» DATA EXTRACT
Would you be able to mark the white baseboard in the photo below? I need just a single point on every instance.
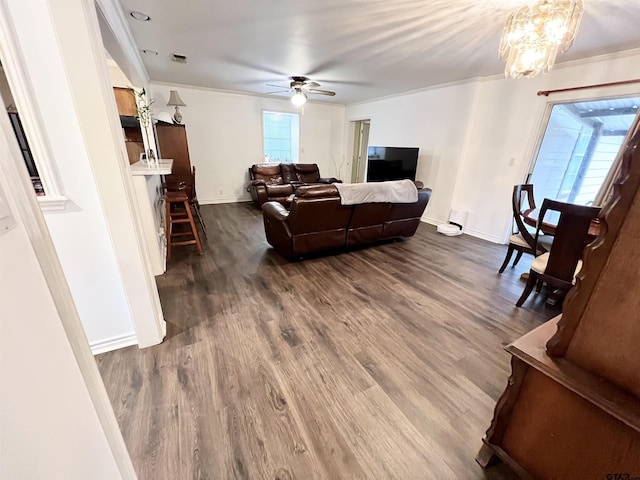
(468, 231)
(431, 221)
(113, 343)
(214, 201)
(483, 235)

» WHAT IS BEING ASKED
A word-for-word copy of the data, without its pictures, is what is needed.

» RESPONSE FOR THIS EXERCISE
Would you be able to mark the white baseboard in the photo below? I need just a single point on every instance.
(468, 231)
(431, 221)
(113, 343)
(214, 201)
(483, 235)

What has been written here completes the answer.